> [Exercise prompt]: Show every line of the data where the word "each" can be found.

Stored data
# # # #
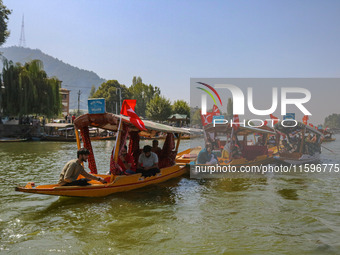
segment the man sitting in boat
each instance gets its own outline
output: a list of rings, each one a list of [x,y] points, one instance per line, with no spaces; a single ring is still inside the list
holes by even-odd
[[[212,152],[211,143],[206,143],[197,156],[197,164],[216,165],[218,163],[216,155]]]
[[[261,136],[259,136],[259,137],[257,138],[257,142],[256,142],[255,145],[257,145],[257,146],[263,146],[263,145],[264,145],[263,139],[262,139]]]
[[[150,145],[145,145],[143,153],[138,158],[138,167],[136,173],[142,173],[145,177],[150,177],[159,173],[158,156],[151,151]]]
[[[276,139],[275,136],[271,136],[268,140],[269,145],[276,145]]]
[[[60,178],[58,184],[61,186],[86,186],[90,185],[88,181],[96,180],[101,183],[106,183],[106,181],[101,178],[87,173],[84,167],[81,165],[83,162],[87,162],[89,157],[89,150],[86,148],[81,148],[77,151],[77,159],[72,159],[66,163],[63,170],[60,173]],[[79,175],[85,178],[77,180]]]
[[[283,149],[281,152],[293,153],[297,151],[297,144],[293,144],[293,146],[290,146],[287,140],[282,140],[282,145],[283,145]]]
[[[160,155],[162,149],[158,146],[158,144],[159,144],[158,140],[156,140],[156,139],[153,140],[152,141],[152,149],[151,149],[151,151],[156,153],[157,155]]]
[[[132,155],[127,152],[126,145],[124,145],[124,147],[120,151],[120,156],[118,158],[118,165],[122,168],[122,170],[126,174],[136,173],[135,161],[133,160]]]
# # # #
> [Result of the task]:
each instance gets its own outline
output: a list of rings, each one a list of [x,y] points, one instance per line, with no spaces; a single ring is still inside the list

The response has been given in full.